Rewrite all of the entries below, switching "single point" to "single marker" wherever it occurs and leaving everything else unchanged.

┌──

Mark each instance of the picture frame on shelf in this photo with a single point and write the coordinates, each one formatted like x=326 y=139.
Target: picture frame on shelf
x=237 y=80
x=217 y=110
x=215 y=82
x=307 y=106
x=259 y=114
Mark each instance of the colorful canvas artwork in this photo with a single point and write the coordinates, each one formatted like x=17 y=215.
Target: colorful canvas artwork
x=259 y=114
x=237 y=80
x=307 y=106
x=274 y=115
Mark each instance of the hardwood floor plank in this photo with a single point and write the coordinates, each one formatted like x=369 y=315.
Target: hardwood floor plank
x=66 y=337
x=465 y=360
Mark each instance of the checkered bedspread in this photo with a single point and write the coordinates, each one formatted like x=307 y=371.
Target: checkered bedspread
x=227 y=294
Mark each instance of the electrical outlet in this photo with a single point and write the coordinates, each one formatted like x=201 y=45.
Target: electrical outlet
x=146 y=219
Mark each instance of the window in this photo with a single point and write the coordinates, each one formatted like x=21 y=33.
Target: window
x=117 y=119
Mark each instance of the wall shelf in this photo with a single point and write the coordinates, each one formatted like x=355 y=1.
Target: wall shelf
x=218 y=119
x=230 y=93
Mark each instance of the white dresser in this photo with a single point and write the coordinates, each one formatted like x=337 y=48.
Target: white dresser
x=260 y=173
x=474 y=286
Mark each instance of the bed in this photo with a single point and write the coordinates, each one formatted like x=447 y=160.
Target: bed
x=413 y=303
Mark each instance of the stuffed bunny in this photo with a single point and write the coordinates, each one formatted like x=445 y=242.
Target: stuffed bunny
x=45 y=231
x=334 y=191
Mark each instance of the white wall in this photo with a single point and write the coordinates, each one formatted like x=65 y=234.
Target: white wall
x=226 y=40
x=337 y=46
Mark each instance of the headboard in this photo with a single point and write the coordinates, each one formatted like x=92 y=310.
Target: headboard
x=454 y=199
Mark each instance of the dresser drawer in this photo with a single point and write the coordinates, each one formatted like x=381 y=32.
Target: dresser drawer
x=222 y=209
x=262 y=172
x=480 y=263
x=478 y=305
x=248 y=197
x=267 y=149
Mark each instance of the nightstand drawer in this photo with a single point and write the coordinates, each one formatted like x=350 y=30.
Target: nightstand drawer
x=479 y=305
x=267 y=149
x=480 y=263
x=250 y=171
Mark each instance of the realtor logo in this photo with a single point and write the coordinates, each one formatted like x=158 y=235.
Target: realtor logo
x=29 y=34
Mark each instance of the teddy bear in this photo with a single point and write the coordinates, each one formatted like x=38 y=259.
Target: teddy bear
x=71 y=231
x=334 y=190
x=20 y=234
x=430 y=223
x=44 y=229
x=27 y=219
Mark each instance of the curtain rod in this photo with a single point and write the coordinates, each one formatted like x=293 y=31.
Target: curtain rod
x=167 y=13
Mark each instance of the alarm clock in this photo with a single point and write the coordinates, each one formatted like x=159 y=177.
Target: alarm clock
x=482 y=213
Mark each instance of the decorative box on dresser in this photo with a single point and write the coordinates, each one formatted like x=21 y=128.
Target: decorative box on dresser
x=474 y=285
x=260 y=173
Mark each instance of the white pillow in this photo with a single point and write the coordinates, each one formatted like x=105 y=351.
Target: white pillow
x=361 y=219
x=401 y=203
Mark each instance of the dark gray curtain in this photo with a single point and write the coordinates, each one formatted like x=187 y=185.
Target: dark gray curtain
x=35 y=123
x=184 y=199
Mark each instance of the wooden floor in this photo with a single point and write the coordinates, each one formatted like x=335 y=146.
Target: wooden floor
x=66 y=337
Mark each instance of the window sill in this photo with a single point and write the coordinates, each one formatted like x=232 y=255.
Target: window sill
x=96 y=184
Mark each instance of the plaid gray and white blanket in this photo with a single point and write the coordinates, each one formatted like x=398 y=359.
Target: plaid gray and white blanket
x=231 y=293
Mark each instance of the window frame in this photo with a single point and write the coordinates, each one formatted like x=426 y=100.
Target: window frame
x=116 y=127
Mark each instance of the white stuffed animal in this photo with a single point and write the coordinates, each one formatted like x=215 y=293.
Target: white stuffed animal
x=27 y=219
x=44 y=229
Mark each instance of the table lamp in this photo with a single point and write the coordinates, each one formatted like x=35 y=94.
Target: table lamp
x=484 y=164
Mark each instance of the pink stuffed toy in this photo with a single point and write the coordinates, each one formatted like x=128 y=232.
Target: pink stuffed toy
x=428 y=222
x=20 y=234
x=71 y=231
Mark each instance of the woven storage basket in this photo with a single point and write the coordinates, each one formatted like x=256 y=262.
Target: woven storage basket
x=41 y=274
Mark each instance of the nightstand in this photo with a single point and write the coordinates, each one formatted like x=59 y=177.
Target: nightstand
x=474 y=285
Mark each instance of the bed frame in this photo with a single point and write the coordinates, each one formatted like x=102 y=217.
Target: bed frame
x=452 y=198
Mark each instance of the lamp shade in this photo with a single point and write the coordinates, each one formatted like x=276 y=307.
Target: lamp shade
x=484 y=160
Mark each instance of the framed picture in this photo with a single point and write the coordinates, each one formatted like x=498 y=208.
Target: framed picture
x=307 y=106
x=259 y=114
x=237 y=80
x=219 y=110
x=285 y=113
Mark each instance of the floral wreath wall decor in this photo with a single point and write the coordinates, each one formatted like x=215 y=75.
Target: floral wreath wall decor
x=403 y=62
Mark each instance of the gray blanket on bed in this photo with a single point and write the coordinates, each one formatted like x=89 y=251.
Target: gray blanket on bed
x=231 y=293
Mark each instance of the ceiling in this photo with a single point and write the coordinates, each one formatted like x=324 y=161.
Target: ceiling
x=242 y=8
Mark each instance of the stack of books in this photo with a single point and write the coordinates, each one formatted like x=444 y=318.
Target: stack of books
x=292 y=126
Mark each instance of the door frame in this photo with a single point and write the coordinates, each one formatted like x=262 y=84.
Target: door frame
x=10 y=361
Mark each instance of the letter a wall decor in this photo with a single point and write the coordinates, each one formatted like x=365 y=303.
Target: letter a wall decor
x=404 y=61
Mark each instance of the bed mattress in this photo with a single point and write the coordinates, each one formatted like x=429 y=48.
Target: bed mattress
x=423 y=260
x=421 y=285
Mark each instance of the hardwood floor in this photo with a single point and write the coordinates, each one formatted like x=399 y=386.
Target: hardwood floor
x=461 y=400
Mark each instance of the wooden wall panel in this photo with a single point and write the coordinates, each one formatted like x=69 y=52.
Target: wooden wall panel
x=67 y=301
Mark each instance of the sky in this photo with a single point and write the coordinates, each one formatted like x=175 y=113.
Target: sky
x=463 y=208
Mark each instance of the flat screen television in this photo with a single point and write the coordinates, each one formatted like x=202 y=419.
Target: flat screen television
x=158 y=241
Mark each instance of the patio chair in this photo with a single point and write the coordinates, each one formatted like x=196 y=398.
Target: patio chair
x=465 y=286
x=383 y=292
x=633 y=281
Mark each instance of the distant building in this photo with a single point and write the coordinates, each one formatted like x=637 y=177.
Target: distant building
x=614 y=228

└──

:: Correct output ::
Mark each instance of the picture frame on shelf in this photo with a single marker and write the coordinates, each one formatted like x=326 y=139.
Target: picture frame on shelf
x=237 y=80
x=217 y=110
x=215 y=82
x=307 y=106
x=259 y=114
Mark each instance of the colorful canvas artwork in this photo with a single marker and write the coordinates, each one formatted like x=17 y=215.
Target: colorful canvas artwork
x=259 y=114
x=237 y=80
x=307 y=106
x=274 y=115
Mark each instance of the hardwood floor plank in this photo with a single marker and write the coordinates, each one formatted like x=369 y=315.
Target: hardwood floor plank
x=66 y=337
x=465 y=360
Mark each instance of the checkered bedspread in this photo with a single marker and write the coordinates, each one formatted like x=307 y=371.
Target: checkered bedspread
x=227 y=294
Mark each instance of the electrical outlet in this photo with a single marker and write the coordinates, each one formatted like x=201 y=45.
Target: electrical outlet
x=146 y=219
Mark each instance of the window in this photo with a single marker and write the coordinates, each one formatted like x=21 y=33.
Target: window
x=117 y=119
Mark each instance of the wall shelf in this photo with a single marker and write the coordinates, each one formatted like x=355 y=1.
Target: wall shelf
x=218 y=119
x=230 y=93
Mark each instance of the white dresser in this photo with a single marker and write the coordinates, each one formatted like x=337 y=48.
Target: white dresser
x=260 y=173
x=474 y=286
Mark each instance of the bed in this photo with a single marker and write the coordinates, each one formatted like x=447 y=160.
Target: bed
x=413 y=303
Mark each instance of the stuffed bunny in this photo with a single marker and write the coordinates, each one formatted like x=445 y=242.
Target: stuffed bunny
x=45 y=231
x=334 y=191
Mark each instance of the white wall in this photo with a single marker and write the coordinates, each one formatted like x=65 y=234.
Target: white wall
x=226 y=40
x=337 y=46
Mark each instance of the headboard in this photo with a single marker and write the coordinates, each one formatted like x=92 y=310.
Target: headboard
x=454 y=199
Mark each instance of the dresser drawer in this photo with a single marker and write the coordinates, each one formatted like x=381 y=32.
Target: dresser drawer
x=222 y=209
x=262 y=172
x=480 y=263
x=478 y=305
x=248 y=197
x=267 y=149
Mark each instance of the nightstand drawer in this photo with a single marker and write the coordinates, each one formatted like x=350 y=30.
Target: nightstand drawer
x=479 y=305
x=267 y=149
x=480 y=263
x=250 y=171
Mark each instance of the realtor logo in this photo with a single marker and write the coordinates, each one formatted like x=158 y=235.
Target: realtor logo
x=29 y=34
Mark each instance of the teddy bear in this photo with a single marker and write the coordinates, each one formatted like x=38 y=259.
Target: teddy bear
x=71 y=231
x=334 y=190
x=20 y=234
x=430 y=223
x=44 y=229
x=27 y=219
Mark each instance of the curtain rod in this photo with a single marker and write the coordinates, each one formatted like x=293 y=31.
Target: curtain rod
x=167 y=13
Mark each instance of the alarm clock in this photo with a single marker and write the coordinates, each one formatted like x=159 y=177.
Target: alarm clock
x=482 y=213
Mark each instance of the decorative box on dresser in this photo with a single marker and write the coordinates, each one formatted like x=21 y=128.
Target: decorative box on dresser
x=474 y=285
x=260 y=173
Mark each instance of the white pillow in this photo with a single marker and write the coordinates, each one formatted like x=105 y=351.
Target: white pillow
x=361 y=219
x=401 y=203
Mark each instance of the dark gray curtain in this photo with a single marker and write the coordinates, each one formatted like x=187 y=185.
Target: dark gray curtain
x=35 y=123
x=184 y=199
Mark each instance of the wooden floor in this photo with a single marker and write the coordinates, each one formatted like x=335 y=146.
Target: wooden floor
x=66 y=337
Mark each instance of the window sill in this photo with a single marker and write the coordinates, each one formatted like x=232 y=255.
Target: window sill
x=96 y=184
Mark each instance of the plaid gray and white blanket in this photo with a single marker and write the coordinates, each one formatted like x=398 y=359.
Target: plaid gray and white blanket
x=231 y=293
Mark each instance of the window frame in this photo with a single marker and write the coordinates, each one formatted like x=426 y=100.
Target: window frame
x=116 y=127
Mark each instance of the white stuffed animal in this photo with a single marker and write the coordinates, each one formatted like x=215 y=293.
Target: white stuffed animal
x=27 y=219
x=44 y=229
Mark each instance of the table lamp in this photo with a single marker and write the coordinates, each one formatted like x=35 y=94.
Target: table lamp
x=484 y=164
Mark each instance of the pink stuffed toy in this photo with a single marker and write the coordinates, each one formatted like x=128 y=232.
Target: pink stuffed toy
x=428 y=222
x=20 y=234
x=71 y=231
Mark each instance of the woven storage basket in this photo with a single marker and write the coordinates, each one formatted like x=256 y=262.
Target: woven storage basket
x=41 y=274
Mark each instance of the nightstand in this photo with a single marker and write the coordinates, each one formatted like x=59 y=177.
Target: nightstand
x=474 y=285
Mark each instance of the bed frame in this photo with a single marker and write the coordinates, each one formatted like x=102 y=217.
Target: bed frame
x=452 y=198
Mark each instance of the lamp shade in this photo with a single marker and write the coordinates, each one formatted like x=276 y=307.
Target: lamp shade
x=484 y=160
Mark each instance of the framed picture in this photo with a single marker and write the coordinates, each one formatted like x=498 y=208.
Target: framed picture
x=307 y=106
x=259 y=114
x=237 y=80
x=219 y=110
x=285 y=113
Mark each instance of the floral wreath wall decor in this photo with a single marker and write the coordinates, each one formatted like x=215 y=75.
Target: floral wreath wall decor
x=403 y=62
Mark each instance of the gray blanket on bed in this photo with a single marker and write the coordinates, each one formatted like x=89 y=251.
Target: gray blanket on bed
x=231 y=293
Mark each instance of the ceiling in this photo with a single marker and write the coordinates, each one formatted like x=324 y=161.
Target: ceiling
x=242 y=8
Mark each instance of the stack of books in this photo with a single marker and write the coordinates, each one formatted like x=444 y=318.
Target: stack of books
x=292 y=126
Mark each instance of the door frame in this photo with a single marker and write the coordinates, each one formatted like x=262 y=84.
Target: door frame
x=10 y=361
Mark each instance of the letter a wall decor in this photo with a single marker and write the coordinates, each one formatted like x=365 y=303.
Target: letter a wall decor
x=404 y=61
Mark each instance of the bed mattress in this photo with a single marker and write the coordinates, each one formatted like x=429 y=48.
Target: bed mattress
x=423 y=260
x=421 y=285
Mark each instance of the hardwood floor in this photo with a single marker and write the coordinates, each one formatted like x=399 y=386.
Target: hardwood floor
x=461 y=400
Mark each instance of the wooden wall panel in this photo with a single marker and write the coordinates, each one formatted like x=69 y=52.
Target: wooden wall panel
x=67 y=301
Mark each instance of the sky in this photo with a single marker and write the coordinates, each one formatted like x=175 y=113.
Target: sky
x=463 y=208
Mark each instance of the flat screen television in this photo with a single marker and write the coordinates, each one formatted like x=202 y=419.
Target: flat screen television
x=158 y=241
Mark each instance of the patio chair in this photo with a single marker and write the coordinates, each one formatted like x=196 y=398.
Target: patio chair
x=465 y=286
x=383 y=292
x=633 y=281
Mark each instance of the distant building in this photo with a single marker and write the coordinates, each one formatted like x=637 y=177.
Target: distant building
x=614 y=228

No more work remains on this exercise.